** Opening Input block **

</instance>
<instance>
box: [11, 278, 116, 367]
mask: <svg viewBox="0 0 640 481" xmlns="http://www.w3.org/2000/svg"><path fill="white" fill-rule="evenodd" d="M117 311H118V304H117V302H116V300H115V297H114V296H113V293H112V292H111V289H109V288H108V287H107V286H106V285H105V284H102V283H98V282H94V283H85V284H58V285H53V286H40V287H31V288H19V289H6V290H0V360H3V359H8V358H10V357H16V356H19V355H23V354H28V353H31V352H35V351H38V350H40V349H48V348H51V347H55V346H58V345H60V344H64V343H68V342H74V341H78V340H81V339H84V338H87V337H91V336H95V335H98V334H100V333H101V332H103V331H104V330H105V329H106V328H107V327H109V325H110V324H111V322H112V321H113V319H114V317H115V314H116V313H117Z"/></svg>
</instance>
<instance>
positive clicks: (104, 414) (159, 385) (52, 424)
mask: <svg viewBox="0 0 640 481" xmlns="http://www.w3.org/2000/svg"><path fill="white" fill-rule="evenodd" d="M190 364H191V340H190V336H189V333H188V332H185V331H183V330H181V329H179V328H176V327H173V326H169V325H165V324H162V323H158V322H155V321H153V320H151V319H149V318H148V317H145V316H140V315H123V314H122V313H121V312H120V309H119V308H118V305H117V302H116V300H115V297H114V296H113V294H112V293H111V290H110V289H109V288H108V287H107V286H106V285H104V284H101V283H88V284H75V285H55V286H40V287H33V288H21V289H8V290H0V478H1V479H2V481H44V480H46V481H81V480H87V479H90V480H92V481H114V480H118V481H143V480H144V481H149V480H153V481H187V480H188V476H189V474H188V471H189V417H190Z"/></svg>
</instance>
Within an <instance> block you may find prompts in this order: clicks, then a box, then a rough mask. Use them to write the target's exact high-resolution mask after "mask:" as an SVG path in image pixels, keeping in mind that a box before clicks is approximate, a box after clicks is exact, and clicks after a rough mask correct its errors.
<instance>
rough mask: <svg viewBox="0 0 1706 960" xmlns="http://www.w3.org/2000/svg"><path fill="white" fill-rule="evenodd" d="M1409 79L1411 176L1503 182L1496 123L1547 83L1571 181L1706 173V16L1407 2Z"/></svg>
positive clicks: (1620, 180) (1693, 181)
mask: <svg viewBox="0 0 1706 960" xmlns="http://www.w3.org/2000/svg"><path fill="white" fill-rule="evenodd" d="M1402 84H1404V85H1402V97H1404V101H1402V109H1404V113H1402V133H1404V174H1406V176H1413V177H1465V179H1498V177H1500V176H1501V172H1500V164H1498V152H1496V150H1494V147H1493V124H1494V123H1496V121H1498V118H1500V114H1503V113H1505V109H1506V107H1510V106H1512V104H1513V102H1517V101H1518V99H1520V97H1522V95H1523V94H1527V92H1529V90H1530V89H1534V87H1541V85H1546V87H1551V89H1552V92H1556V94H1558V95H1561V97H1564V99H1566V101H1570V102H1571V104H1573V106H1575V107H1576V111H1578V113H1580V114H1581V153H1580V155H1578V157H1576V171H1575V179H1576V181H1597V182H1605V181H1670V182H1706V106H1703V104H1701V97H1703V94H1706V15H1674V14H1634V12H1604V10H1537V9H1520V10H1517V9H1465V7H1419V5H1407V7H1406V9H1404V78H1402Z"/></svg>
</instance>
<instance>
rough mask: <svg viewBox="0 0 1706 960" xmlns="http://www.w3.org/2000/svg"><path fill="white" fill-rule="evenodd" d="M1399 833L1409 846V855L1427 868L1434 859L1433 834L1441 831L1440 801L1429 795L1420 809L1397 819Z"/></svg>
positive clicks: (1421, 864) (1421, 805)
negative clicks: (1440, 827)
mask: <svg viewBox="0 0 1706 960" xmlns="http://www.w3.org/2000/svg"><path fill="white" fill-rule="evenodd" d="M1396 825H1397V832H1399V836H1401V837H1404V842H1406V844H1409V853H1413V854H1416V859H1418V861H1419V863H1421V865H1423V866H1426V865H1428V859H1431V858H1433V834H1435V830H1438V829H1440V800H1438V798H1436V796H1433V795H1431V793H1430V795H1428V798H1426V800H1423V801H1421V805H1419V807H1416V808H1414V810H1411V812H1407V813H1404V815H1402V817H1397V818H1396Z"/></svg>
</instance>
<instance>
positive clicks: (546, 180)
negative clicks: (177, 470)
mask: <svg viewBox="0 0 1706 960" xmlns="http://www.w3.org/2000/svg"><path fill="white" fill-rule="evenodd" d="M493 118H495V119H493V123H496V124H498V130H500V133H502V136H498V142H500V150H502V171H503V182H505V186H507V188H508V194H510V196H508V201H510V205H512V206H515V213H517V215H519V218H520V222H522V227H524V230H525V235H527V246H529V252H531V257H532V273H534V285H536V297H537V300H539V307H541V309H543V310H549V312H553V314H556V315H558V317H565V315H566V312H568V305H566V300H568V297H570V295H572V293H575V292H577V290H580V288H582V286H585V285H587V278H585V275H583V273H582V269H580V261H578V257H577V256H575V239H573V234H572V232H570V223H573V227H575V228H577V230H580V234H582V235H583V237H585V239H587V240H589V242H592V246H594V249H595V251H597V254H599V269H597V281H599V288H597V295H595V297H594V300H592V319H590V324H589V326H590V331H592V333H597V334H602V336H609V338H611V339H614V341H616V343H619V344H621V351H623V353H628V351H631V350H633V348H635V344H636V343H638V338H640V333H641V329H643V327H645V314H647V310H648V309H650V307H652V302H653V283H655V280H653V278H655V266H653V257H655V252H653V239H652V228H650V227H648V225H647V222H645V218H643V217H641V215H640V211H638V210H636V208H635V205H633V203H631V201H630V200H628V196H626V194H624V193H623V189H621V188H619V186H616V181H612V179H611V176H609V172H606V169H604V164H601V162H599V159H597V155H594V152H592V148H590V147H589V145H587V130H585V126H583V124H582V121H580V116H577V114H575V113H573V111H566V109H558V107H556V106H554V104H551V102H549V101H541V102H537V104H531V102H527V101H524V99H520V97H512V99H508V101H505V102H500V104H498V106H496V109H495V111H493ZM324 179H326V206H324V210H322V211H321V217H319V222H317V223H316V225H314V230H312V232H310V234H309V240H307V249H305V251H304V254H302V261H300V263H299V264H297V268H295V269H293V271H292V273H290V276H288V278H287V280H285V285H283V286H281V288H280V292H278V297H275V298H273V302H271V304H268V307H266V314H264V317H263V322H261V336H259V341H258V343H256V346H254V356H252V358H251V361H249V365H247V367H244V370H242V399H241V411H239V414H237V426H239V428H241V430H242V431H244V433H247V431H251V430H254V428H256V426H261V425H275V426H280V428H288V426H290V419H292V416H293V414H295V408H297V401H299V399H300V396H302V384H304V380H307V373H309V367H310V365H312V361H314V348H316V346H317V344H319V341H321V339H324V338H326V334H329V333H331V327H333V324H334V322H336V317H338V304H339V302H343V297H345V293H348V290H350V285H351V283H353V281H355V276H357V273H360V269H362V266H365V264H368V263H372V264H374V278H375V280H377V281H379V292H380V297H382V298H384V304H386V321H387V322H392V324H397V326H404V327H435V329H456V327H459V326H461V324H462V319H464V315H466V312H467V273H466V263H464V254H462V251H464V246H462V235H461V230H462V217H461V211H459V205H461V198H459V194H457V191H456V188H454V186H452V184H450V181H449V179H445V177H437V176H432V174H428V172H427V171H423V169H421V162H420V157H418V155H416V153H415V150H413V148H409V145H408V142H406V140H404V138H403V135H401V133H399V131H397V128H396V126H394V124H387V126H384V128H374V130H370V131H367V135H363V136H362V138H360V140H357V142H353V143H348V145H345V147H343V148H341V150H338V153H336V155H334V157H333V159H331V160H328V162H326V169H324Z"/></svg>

** Closing Input block **

What is being asked:
Return the lines of the listing where the string "rough" appears.

Exercise result:
Within an <instance> block you may find prompts in this order: clicks, then a box, then a rough mask. Use them to write the target's exact high-resolution mask after "mask:" as an SVG path in image pixels, keeping in mind that a box before clicks is approximate, a box after clicks is exact, and clicks after a rough mask correct its errors.
rough mask: <svg viewBox="0 0 1706 960" xmlns="http://www.w3.org/2000/svg"><path fill="white" fill-rule="evenodd" d="M1409 79L1411 176L1503 182L1496 123L1547 83L1571 181L1706 173V16L1407 2Z"/></svg>
rough mask: <svg viewBox="0 0 1706 960" xmlns="http://www.w3.org/2000/svg"><path fill="white" fill-rule="evenodd" d="M1399 833L1409 846V855L1427 868L1434 859L1433 834L1441 831L1440 801L1429 795L1420 809L1397 819Z"/></svg>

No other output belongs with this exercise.